Records from a data source
# # # #

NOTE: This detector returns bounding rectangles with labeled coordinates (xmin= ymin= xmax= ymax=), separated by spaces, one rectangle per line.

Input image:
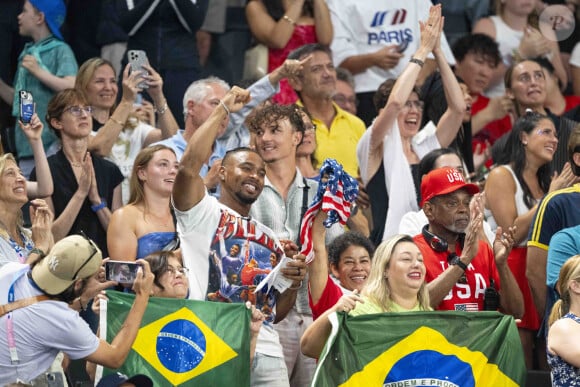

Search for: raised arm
xmin=18 ymin=113 xmax=54 ymax=199
xmin=433 ymin=18 xmax=466 ymax=147
xmin=314 ymin=0 xmax=333 ymax=46
xmin=246 ymin=0 xmax=304 ymax=49
xmin=46 ymin=152 xmax=93 ymax=241
xmin=308 ymin=211 xmax=329 ymax=305
xmin=21 ymin=55 xmax=76 ymax=92
xmin=526 ymin=245 xmax=548 ymax=316
xmin=107 ymin=205 xmax=139 ymax=261
xmin=0 ymin=78 xmax=14 ymax=105
xmin=26 ymin=199 xmax=54 ymax=264
xmin=143 ymin=64 xmax=181 ymax=139
xmin=89 ymin=64 xmax=141 ymax=157
xmin=485 ymin=167 xmax=537 ymax=244
xmin=369 ymin=5 xmax=442 ymax=165
xmin=173 ymin=86 xmax=250 ymax=211
xmin=493 ymin=227 xmax=524 ymax=318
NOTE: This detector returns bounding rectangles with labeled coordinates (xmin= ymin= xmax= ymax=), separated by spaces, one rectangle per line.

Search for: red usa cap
xmin=421 ymin=167 xmax=479 ymax=207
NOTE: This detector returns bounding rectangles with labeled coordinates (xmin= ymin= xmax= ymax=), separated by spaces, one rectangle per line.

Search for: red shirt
xmin=471 ymin=95 xmax=512 ymax=150
xmin=413 ymin=234 xmax=500 ymax=312
xmin=308 ymin=276 xmax=342 ymax=320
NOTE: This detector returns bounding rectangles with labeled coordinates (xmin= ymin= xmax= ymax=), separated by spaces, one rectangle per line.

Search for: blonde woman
xmin=300 ymin=234 xmax=431 ymax=358
xmin=107 ymin=145 xmax=178 ymax=261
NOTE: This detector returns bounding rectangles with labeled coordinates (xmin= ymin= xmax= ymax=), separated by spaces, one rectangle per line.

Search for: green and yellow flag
xmin=312 ymin=312 xmax=526 ymax=387
xmin=101 ymin=291 xmax=251 ymax=386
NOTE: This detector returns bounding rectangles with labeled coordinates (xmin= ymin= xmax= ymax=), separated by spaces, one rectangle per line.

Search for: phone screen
xmin=127 ymin=50 xmax=149 ymax=89
xmin=105 ymin=261 xmax=139 ymax=284
xmin=397 ymin=39 xmax=409 ymax=52
xmin=20 ymin=90 xmax=34 ymax=124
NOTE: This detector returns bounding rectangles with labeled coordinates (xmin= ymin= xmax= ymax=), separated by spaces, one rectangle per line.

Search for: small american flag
xmin=455 ymin=302 xmax=479 ymax=312
xmin=300 ymin=159 xmax=358 ymax=263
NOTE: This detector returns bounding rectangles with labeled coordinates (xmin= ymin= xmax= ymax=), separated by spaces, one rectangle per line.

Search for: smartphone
xmin=133 ymin=93 xmax=143 ymax=107
xmin=41 ymin=372 xmax=64 ymax=387
xmin=127 ymin=50 xmax=149 ymax=89
xmin=397 ymin=39 xmax=409 ymax=53
xmin=105 ymin=261 xmax=141 ymax=285
xmin=20 ymin=90 xmax=34 ymax=124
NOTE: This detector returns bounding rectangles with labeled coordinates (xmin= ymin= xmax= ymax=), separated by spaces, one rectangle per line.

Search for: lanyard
xmin=6 ymin=266 xmax=29 ymax=364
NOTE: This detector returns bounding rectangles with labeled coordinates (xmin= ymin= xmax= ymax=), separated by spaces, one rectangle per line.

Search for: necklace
xmin=2 ymin=230 xmax=34 ymax=263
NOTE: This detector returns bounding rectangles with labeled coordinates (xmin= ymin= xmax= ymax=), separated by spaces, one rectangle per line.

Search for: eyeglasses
xmin=332 ymin=94 xmax=358 ymax=106
xmin=167 ymin=266 xmax=189 ymax=277
xmin=72 ymin=230 xmax=99 ymax=281
xmin=432 ymin=198 xmax=471 ymax=210
xmin=536 ymin=128 xmax=558 ymax=139
xmin=518 ymin=71 xmax=546 ymax=83
xmin=403 ymin=100 xmax=425 ymax=111
xmin=63 ymin=106 xmax=93 ymax=117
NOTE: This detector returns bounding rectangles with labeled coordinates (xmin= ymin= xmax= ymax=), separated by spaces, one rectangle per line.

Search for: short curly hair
xmin=328 ymin=231 xmax=375 ymax=268
xmin=249 ymin=104 xmax=305 ymax=139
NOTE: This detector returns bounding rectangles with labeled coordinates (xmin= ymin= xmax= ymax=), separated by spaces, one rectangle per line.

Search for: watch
xmin=449 ymin=256 xmax=467 ymax=272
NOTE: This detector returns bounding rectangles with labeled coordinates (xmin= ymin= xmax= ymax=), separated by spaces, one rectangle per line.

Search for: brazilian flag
xmin=101 ymin=291 xmax=251 ymax=386
xmin=312 ymin=312 xmax=526 ymax=387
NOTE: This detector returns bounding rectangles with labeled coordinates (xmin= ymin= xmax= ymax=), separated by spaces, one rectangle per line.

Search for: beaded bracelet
xmin=282 ymin=15 xmax=296 ymax=26
xmin=30 ymin=247 xmax=46 ymax=258
xmin=155 ymin=101 xmax=169 ymax=115
xmin=109 ymin=116 xmax=125 ymax=126
xmin=409 ymin=58 xmax=425 ymax=67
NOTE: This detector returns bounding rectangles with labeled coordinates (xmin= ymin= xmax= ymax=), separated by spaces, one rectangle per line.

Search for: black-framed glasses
xmin=72 ymin=230 xmax=99 ymax=281
xmin=447 ymin=253 xmax=467 ymax=285
xmin=63 ymin=105 xmax=93 ymax=117
xmin=167 ymin=265 xmax=189 ymax=277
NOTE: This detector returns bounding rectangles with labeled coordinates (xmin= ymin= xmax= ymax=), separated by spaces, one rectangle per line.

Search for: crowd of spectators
xmin=0 ymin=0 xmax=580 ymax=387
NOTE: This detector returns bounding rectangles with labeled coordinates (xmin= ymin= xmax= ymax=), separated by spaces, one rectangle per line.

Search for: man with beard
xmin=413 ymin=167 xmax=524 ymax=318
xmin=288 ymin=43 xmax=366 ymax=176
xmin=173 ymin=87 xmax=306 ymax=387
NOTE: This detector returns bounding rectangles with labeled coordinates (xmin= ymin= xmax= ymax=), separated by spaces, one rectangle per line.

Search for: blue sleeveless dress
xmin=137 ymin=232 xmax=176 ymax=259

# # # #

§ Work to be completed
Gather every line of the entries that contains the word "flag" and list those lines.

§ Result of the exercise
Search for: green and yellow flag
Search for: small american flag
Search for: brazilian flag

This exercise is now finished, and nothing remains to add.